* [TASK TO COMPLETE]: Report every line below that contains the word "slope", copying each such line in full.

# Start of INFORMATION PROVIDED

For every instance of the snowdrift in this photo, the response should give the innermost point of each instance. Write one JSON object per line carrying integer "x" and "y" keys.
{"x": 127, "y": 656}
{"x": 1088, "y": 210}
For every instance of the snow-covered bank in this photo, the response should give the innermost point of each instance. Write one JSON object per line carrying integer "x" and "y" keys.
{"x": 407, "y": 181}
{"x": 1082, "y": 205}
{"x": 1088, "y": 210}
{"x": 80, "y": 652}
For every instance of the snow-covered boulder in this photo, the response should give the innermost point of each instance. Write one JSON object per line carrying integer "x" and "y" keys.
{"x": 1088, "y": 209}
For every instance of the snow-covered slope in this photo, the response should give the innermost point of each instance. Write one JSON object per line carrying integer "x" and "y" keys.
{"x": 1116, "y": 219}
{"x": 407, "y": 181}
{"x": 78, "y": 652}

# End of INFORMATION PROVIDED
# Start of INFORMATION PROVIDED

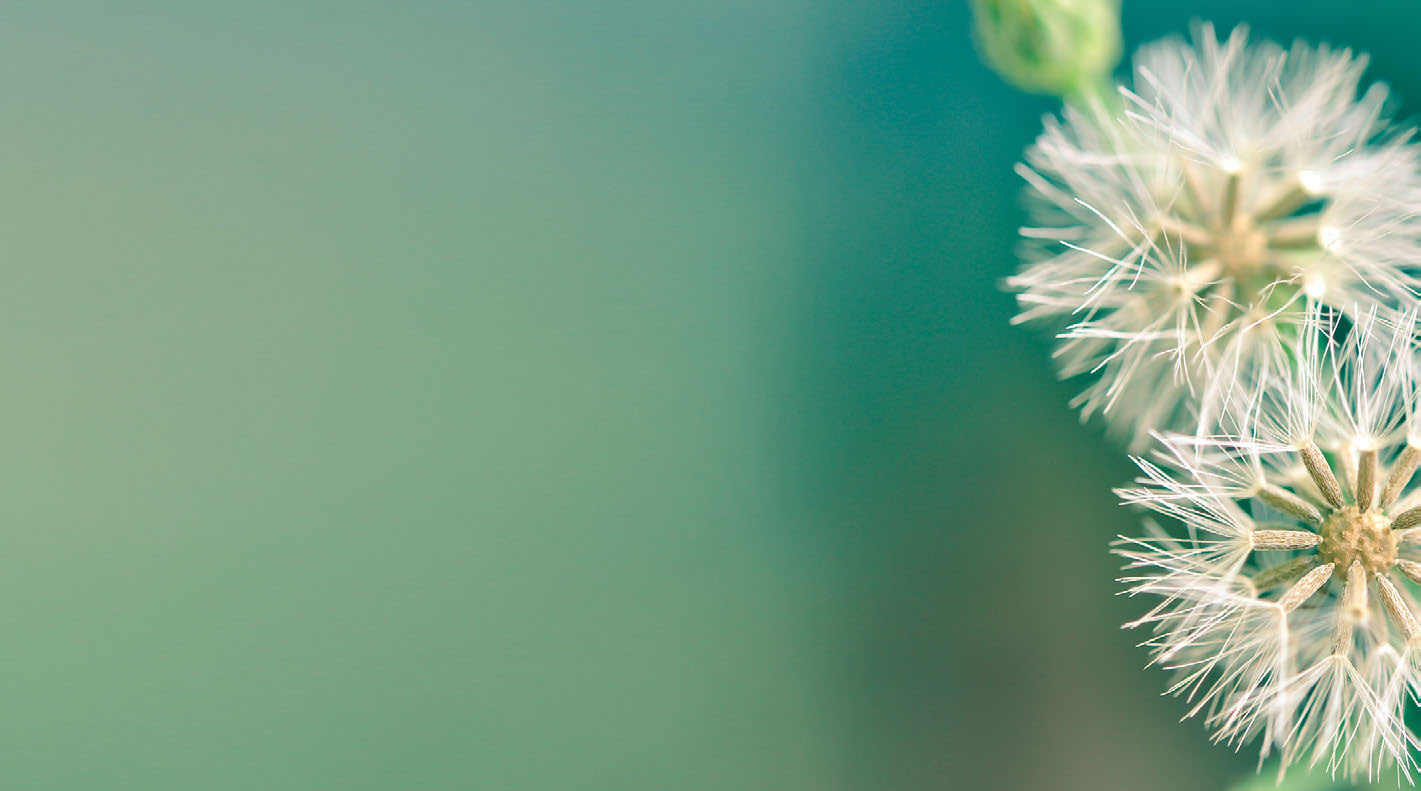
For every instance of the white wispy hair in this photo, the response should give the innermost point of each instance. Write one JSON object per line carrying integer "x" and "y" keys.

# End of INFORMATION PROVIDED

* [ANSWER TO THE EXERCISE]:
For every instance of the snow-covered slope in this photo, the response should give the innermost point of each instance. Write one JSON object per line carrying integer "x" and "y" keys.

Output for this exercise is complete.